[REQUEST] Carry on the forum thread about the HO layout from the point where it stops.

[SELECTED EXCERPT]
# Poor Little HO...You're So Small!



## Water Stop (Apr 18, 2015)

Here are shots of portions of my recently completed 122-foot mainline HO layout:

You will see HO, O, and G-scale trains.

Water Stop Hal


----------



## GN.2-6-8-0 (Jan 10, 2013)

Dear God is that sand!!


----------



## Water Stop (Apr 18, 2015)

Absolutely! I needed sand to simulate the Mojave High Desert, where I live. 

There are roughly 150 pounds (3 sacks) of Play Sand on the layout.

It's good, I like it!

Water Stop Hal


----------



## JNXT 7707 (May 5, 2013)

GN.2-6-8-0 said:


> Dear God is that sand!!


And I'll throw this out there for your consideration, trains displayed in the window - in direct sunlight - are in danger of paint fade at best and warped/melted plastic at worst. Get those trains in the shade Hal!


----------



## Water Stop (Apr 18, 2015)

HEY JNXT7707,

I'll do, it!...I'll put 'em in the shade. 

Mountaineers are Freemen!

Water Stop Hal, Wheeling, W. Va., 1936


----------



## JNXT 7707 (May 5, 2013)

Water Stop said:


> HEY JNXT7707,
> 
> I'll do, it!...I'll put 'em in the shade.
> 
> ...


You that right Hal 

And thanks I'll sleep better tonight


----------



## Big Ed (Jun 16, 2009)

You need some N scale now.


----------



## Water Stop (Apr 18, 2015)

_Why stop there? I'll go directly to Z and be crazy in the daylight!_

Congratulate me, boys...I've just been promoted to Conductor!

(No more Dues going to the Brakemen, Firemen, and Engineers Union!)

Now, who wants my old Lantern?

Water Stop


----------



## Old_Hobo (Feb 20, 2014)

That's a beautiful G.N. Caboose you got there!


----------



## Water Stop (Apr 18, 2015)

Thanks, Old Hobo!

I get my most beautiful examples of American rolling stock from Canada!

_Water Stop, Conductor, Calico Freight Lines_


----------



## Water Stop (Apr 18, 2015)

HEY JNXT 7707,

I've decided NOT to remove my former O-Scale train from the 2 Eastern-facing windows of my 20' x 25' Game Room/Billiard Parlor.

My game room addition was built with long roof overhangs, so the rising sun is only on those windows during the early morning hours (when it is low on the horizon and before it has become extremely hot), then it rises over the building and the windows are no longer in direct sunlight anymore!

Also, there's a psychological reason for keeping the larger-scale train so close to the HO tracks:

It reminds the HO train that the O-Scale was the original Ruler of the Road, just in case it starts to feel superior!

Water Stop Hal


----------



## GN.2-6-8-0 (Jan 10, 2013)

Old_Hobo said:


> That's a beautiful G.N. Caboose you got there!



now here's a GN. Caboose for ya!!


----------



## SBRacing (Mar 11, 2015)

Heck Yeah! What you need like a 22" radius for that GN.


----------



## DonR (Oct 18, 2012)

What do they do in there?

Don


----------



## Water Stop (Apr 18, 2015)

[STORED RECORDS]

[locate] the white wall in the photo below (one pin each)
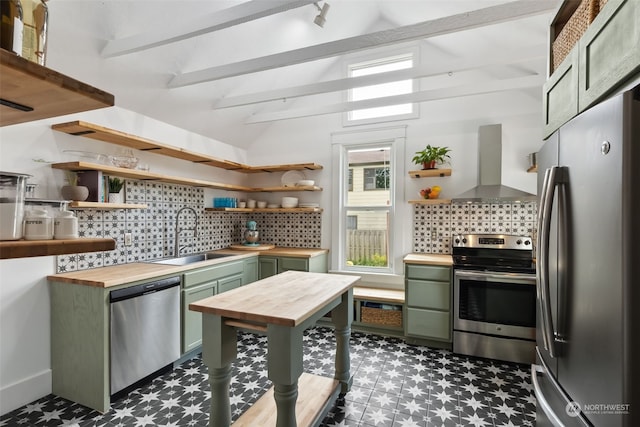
(25, 367)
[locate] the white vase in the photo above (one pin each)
(115, 198)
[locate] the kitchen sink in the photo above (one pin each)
(190, 259)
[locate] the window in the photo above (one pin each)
(401, 87)
(376, 178)
(369, 184)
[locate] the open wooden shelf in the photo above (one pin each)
(31, 248)
(30, 92)
(269, 210)
(429, 201)
(429, 173)
(104, 205)
(100, 133)
(150, 176)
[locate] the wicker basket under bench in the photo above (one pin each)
(379, 308)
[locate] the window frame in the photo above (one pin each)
(395, 138)
(377, 59)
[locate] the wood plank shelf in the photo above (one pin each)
(268, 210)
(430, 173)
(32, 248)
(100, 133)
(104, 205)
(429, 201)
(150, 176)
(30, 92)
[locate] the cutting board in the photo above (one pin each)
(260, 247)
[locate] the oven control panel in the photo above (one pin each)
(492, 241)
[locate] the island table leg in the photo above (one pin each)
(341, 317)
(219, 350)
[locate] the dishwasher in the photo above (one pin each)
(145, 331)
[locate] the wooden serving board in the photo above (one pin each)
(252, 248)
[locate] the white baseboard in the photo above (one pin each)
(26, 391)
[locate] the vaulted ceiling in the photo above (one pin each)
(229, 69)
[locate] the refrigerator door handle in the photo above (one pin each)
(541, 400)
(553, 177)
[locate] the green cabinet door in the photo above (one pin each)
(268, 266)
(192, 320)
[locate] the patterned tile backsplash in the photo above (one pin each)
(433, 225)
(153, 229)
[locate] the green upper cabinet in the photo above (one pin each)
(606, 55)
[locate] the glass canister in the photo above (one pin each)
(12, 193)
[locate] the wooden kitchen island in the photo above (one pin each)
(282, 307)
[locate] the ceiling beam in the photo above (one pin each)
(244, 12)
(468, 63)
(535, 81)
(449, 24)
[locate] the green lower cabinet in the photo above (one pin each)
(428, 302)
(270, 266)
(192, 320)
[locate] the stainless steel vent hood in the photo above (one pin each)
(490, 186)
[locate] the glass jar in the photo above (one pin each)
(35, 15)
(12, 191)
(11, 26)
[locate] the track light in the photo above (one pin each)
(321, 18)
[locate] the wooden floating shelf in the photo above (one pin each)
(104, 205)
(428, 173)
(429, 201)
(150, 176)
(269, 210)
(100, 133)
(30, 92)
(33, 248)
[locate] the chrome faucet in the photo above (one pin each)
(179, 248)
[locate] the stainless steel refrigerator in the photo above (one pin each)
(587, 369)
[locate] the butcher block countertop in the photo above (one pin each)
(286, 299)
(429, 259)
(105, 277)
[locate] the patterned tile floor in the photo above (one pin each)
(395, 385)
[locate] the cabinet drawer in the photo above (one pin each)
(429, 323)
(428, 272)
(205, 274)
(609, 50)
(229, 283)
(298, 264)
(428, 294)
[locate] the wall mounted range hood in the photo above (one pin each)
(490, 188)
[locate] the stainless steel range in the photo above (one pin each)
(494, 287)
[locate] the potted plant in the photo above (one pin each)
(431, 156)
(73, 191)
(115, 186)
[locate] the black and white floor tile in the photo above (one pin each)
(395, 385)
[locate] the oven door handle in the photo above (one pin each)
(493, 277)
(553, 177)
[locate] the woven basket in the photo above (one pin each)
(574, 28)
(380, 316)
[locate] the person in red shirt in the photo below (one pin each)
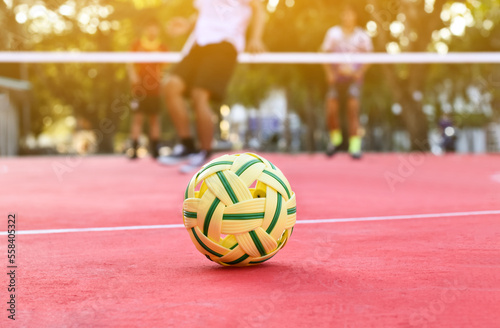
(145, 79)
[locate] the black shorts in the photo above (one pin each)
(148, 105)
(208, 67)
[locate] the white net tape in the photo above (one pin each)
(265, 58)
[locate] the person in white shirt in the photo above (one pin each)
(345, 80)
(219, 34)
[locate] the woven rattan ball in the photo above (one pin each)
(239, 210)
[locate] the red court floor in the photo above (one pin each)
(423, 249)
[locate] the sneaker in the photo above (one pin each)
(196, 161)
(179, 154)
(331, 150)
(155, 149)
(356, 156)
(132, 152)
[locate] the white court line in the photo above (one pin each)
(176, 226)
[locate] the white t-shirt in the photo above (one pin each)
(358, 42)
(222, 20)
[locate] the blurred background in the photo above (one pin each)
(84, 108)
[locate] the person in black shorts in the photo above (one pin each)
(203, 75)
(145, 79)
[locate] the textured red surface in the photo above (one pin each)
(435, 272)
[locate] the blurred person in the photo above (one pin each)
(219, 34)
(345, 80)
(448, 134)
(145, 79)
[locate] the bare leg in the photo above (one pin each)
(353, 116)
(204, 118)
(136, 128)
(154, 127)
(332, 114)
(174, 90)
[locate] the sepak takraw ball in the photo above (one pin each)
(239, 210)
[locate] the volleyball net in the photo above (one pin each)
(465, 86)
(264, 58)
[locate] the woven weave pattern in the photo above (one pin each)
(243, 212)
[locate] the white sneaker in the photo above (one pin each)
(195, 162)
(179, 154)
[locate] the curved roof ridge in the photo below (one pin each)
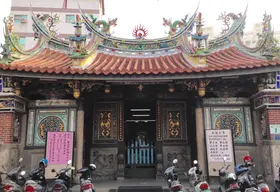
(236, 28)
(92, 28)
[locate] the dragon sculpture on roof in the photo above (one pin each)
(173, 26)
(106, 25)
(226, 18)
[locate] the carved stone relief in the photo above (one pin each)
(239, 156)
(105, 122)
(174, 121)
(105, 160)
(263, 125)
(181, 153)
(35, 158)
(275, 156)
(8, 157)
(267, 160)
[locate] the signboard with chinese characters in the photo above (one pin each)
(275, 131)
(219, 145)
(1, 85)
(59, 149)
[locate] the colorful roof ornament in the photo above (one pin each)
(77, 42)
(140, 32)
(49, 20)
(175, 26)
(199, 41)
(106, 25)
(226, 18)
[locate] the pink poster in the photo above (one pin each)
(59, 147)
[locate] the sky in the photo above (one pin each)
(149, 13)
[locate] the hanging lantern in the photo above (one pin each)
(107, 89)
(201, 91)
(171, 88)
(76, 93)
(17, 91)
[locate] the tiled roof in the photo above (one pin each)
(49, 61)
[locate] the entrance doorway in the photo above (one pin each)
(140, 139)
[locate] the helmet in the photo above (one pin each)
(240, 169)
(231, 176)
(44, 161)
(92, 167)
(247, 159)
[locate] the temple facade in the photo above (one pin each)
(157, 96)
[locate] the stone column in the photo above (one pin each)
(80, 135)
(200, 139)
(11, 109)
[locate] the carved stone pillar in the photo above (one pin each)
(12, 108)
(121, 144)
(80, 135)
(200, 139)
(267, 105)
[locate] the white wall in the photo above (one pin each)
(63, 28)
(72, 4)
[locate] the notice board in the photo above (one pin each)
(219, 144)
(59, 149)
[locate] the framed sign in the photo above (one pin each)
(219, 144)
(59, 149)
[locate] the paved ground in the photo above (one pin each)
(113, 186)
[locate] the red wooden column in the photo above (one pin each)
(6, 127)
(266, 104)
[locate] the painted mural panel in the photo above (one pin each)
(49, 120)
(230, 118)
(105, 122)
(174, 121)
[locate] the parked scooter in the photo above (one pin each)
(194, 173)
(85, 179)
(63, 180)
(172, 178)
(261, 184)
(38, 181)
(277, 179)
(244, 177)
(228, 181)
(14, 181)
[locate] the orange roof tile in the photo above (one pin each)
(49, 61)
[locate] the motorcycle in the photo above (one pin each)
(277, 179)
(37, 182)
(63, 180)
(14, 181)
(244, 177)
(194, 173)
(228, 181)
(172, 178)
(261, 184)
(85, 179)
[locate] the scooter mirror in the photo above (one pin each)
(22, 173)
(175, 161)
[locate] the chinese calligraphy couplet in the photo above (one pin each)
(219, 145)
(59, 147)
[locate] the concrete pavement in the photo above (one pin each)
(112, 186)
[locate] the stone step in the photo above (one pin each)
(140, 189)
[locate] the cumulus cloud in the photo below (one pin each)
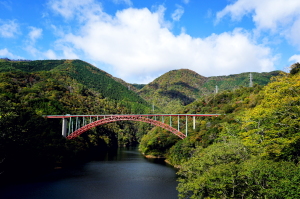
(127, 2)
(278, 16)
(295, 58)
(138, 45)
(34, 34)
(177, 14)
(9, 28)
(70, 9)
(5, 53)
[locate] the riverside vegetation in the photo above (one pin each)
(252, 151)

[TASK RESULT]
_
Not for me! It looks stupid!_

My layout uses the following radii: 

One 36" radius curve.

Two 43" radius curves.

Two 48" radius curves.

That should be OK for your HO stuff..... 

Water Stop


----------



## MtRR75 (Nov 27, 2013)

Water Stop said:


> HEY JNXT 7707,
> I've decided NOT to remove my former O-Scale train from the 2 Eastern-facing windows of my 20' x 25' Game Room/Billiard Parlor.
> 
> My game room addition was built with long roof overhangs, so the rising sun is only on those windows during the early morning hours (when it is low on the horizon and before it has become extremely hot), then it rises over the building and the windows are no longer in direct sunlight anymore!
> Water Stop Hal


It is not the heat, but the light itself -- mostly the UV radiation -- that fades colors. However, when the sun is low, its rays go through more atmosphere (at a low angle) so more of the UV rays (and the light as well) are absorbed by the atmosphere. So your argument is still valid. (As an aside, that is why we can look at sunsets, but not directly at the sun at mid-day.)

Also, in your picture, it looked like the O-scale trains are mounted on the wall between the windows. They are perfectly safe there, since the harmful U-V rays do not go around corners or bounce off the far wall and back to opposite side where the train is.


----------



## MtRR75 (Nov 27, 2013)

GN.2-6-8-0 said:


> now here's a GN. Caboose for ya!!


That looks like a part of a baggage car mated with a caboose -- probably made by the same people who take normal cars and turn them into limousines.

Maybe that was designed for long runs where rotating crews took turn sleeping in beds in the front part of the caboose -- just a wild guess.


----------



## Old_Hobo (Feb 20, 2014)

Found this on the 'net about this caboose:



> GN X100 (later re-numbered to X-181) was built from an old 50ft boxcar and caboose.
> 
> It was a "one-of-a-kind" caboose. It was originally built in April 1953 by GN's Waite Park shops as X-100. It was renumbered to X-181 in 1966. It spent most of it's life near and around St. Cloud, MN and later GN's Hutchinson branch, pulled by an equally unique NW-5 locomotive.


----------



## Cycleops (Dec 6, 2014)

First time I've seen a stretch caboose!


----------



## JNXT 7707 (May 5, 2013)

Water Stop said:


> _
> Not for me! It looks stupid!_
> 
> My layout uses the following radii:
> ...


I can only dream about curves that wide Hal


----------



## GN.2-6-8-0 (Jan 10, 2013)

Cycleops said:


> First time I've seen a stretch caboose!



Well it is quite a conversation piece when running it during our shows😆


----------



## Water Stop (Apr 18, 2015)

That Palace Car needs another truck amidships to support fat Conductors and Brakemen!

Water Stop (A nice slim 210 pounds on a 6' 2" chassis)


----------



## Water Stop (Apr 18, 2015)

HEY MTRR75:

*What *O-Scale train on a shelf between the windows?

There is no such thing in that picture! 

THIS is the train to which you refer...an LGB Mogul! 

An O-Scale freight is running below it on my layout, *which is now HO!* (Ignore the HO Water Tower, which I'm NOW using!)

Water Stop Harold


----------



## Water Stop (Apr 18, 2015)

Whaddaya mean, JXT7077? 

You don't "dream"...you "create"!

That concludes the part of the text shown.